▶ [WHAT IS EXPECTED]:
Quote every line as given.

Source data:
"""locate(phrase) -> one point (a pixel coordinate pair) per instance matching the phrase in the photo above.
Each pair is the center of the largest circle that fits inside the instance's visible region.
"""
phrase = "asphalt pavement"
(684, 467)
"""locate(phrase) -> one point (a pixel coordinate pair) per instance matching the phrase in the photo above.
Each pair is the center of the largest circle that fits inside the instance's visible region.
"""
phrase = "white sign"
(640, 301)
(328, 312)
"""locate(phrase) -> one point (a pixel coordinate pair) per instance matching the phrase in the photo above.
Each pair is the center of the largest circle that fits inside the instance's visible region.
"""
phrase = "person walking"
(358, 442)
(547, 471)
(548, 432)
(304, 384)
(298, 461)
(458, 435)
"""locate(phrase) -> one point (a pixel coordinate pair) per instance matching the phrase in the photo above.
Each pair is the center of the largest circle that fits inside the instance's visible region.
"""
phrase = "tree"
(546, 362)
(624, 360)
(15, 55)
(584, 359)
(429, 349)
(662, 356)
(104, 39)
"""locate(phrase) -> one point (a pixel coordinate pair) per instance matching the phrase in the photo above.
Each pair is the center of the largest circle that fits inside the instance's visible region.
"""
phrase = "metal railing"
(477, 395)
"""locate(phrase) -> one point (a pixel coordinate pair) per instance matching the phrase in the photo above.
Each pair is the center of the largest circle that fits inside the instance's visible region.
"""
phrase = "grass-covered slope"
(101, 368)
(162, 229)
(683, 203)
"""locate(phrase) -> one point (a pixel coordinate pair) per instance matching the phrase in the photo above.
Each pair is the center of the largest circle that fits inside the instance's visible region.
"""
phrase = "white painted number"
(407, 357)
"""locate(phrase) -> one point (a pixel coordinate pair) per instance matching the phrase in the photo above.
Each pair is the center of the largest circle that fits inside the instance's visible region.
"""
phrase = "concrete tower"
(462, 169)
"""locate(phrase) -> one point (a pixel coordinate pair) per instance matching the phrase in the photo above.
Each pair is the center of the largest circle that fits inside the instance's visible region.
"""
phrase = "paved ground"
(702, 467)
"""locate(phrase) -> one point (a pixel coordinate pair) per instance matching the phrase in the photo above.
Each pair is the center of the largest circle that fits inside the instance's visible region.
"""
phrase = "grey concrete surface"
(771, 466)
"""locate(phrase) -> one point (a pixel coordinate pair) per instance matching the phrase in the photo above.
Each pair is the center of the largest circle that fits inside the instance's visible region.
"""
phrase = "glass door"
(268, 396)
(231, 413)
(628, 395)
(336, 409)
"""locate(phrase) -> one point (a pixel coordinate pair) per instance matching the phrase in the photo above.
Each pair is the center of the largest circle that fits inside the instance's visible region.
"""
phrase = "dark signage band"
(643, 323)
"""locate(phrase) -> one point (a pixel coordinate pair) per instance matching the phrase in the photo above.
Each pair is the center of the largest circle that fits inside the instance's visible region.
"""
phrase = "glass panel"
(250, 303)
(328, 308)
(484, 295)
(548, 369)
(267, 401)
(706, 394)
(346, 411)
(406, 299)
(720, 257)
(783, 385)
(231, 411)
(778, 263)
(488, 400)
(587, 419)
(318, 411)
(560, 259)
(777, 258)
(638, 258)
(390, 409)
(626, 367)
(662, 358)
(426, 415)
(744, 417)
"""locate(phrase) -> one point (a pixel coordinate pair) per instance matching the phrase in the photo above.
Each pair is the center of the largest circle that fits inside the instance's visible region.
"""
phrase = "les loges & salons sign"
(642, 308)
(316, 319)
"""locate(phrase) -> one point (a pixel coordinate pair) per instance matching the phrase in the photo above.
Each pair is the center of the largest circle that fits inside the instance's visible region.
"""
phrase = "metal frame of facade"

▶ [REPLY]:
"""locate(phrase) -> one point (a pixel coordinate pair) per instance matching the phrase in the photo above.
Each pair is the center of the largest circle that fits inside the instance's visible region.
"""
phrase = "asphalt pavement"
(684, 467)
"""locate(phrase) -> one point (a pixel coordinate pair) per instance matching the phrase in the photo above.
Each pair is the center of the largest circle that fits inside the instance's visible region.
"""
phrase = "white sign"
(640, 301)
(328, 312)
"""locate(phrase) -> one point (a pixel coordinate pair) per instance matching the phrase in the photo above.
Each pair is the center of the largest circle that fits inside the instance's visible region.
"""
phrase = "person walking"
(358, 442)
(547, 471)
(548, 432)
(304, 384)
(298, 461)
(458, 435)
"""locate(phrase) -> one point (a pixel coordinate pair) per instance matching the phrase in the photo above.
Each pair is the center of the largest circle that fits inside the instance's visible region.
"""
phrase = "tree"
(546, 362)
(624, 360)
(15, 55)
(584, 359)
(429, 349)
(662, 356)
(104, 39)
"""locate(phrase) -> one point (a pixel coordinate pair) per instance matching the phrase in the photo above.
Each pair is the center of the largest circle that fits inside the instance's visible region.
"""
phrase = "metal railing"
(477, 395)
"""locate(phrase) -> one point (a pixel coordinate pair) per instance matching the phrase in the photo above.
Each pair is the center of the largest circle that fits inside the instance's visible region.
"""
phrase = "grass-covered slope"
(101, 368)
(162, 229)
(683, 203)
"""locate(phrase) -> one point (a pixel coordinate pair) per instance matching the phrase in the photo above.
Each pair is the center of the largest circle that fits inside the instance's visible region.
"""
phrase = "white painted number"
(407, 357)
"""locate(phrase) -> one point (a pixel coordinate pair) per instance matching the phrase in the photo above.
Each pair is the center of the largest circle that fits inside the instance's visible region.
"""
phrase = "concrete tower"
(462, 169)
"""locate(phrase) -> one point (a pixel coordinate pair) per instance matching the phrase in the photo above.
Each pair is the center of the largest circle that fits inside the instance's visible region.
"""
phrase = "paved ground"
(702, 467)
"""locate(phrase) -> one point (a pixel coordinate pair) per instance matching the phrase in the photo above.
Each pair is the center of the largest circle that fits inside the instance's visible region.
"""
phrase = "grey concrete surface"
(771, 466)
"""locate(phrase) -> one point (a pixel coordinate pair) per instance matching the phrase in the photo above.
Each pair is the center of the largest circle that fits inside the instance's visible region.
"""
phrase = "glass door"
(268, 396)
(231, 413)
(628, 395)
(336, 409)
"""locate(phrase) -> one point (a pixel coordinate pair) per instance matching the phrase in the photo above.
Each pair is the center of the largest circle that fits inside the instance's visible region.
"""
phrase = "dark signage band"
(643, 323)
"""locate(phrase) -> one point (a pixel coordinate pair) per instance matching the phrase in the photo above.
Each pair is the center of the largest circle that fits inside the instance's visible region.
"""
phrase = "glass panel"
(250, 303)
(328, 308)
(484, 295)
(548, 369)
(267, 401)
(706, 394)
(346, 411)
(406, 299)
(720, 257)
(783, 385)
(231, 411)
(778, 263)
(488, 400)
(587, 419)
(318, 411)
(560, 259)
(777, 258)
(638, 258)
(390, 409)
(626, 367)
(662, 358)
(426, 415)
(744, 417)
"""locate(phrase) -> one point (a pixel coordinate pair) per instance matching the phrase in the photo above.
Each pair is the center of the largest circle that fits inside the instance's visible region.
"""
phrase = "les loges & salons sign"
(642, 308)
(316, 319)
"""locate(phrase) -> one point (a pixel coordinate pair) per instance matching the phrase in the photo above.
Each pair is the center of the largest circle that fits inside the instance's visible region.
"""
phrase = "metal frame of facade"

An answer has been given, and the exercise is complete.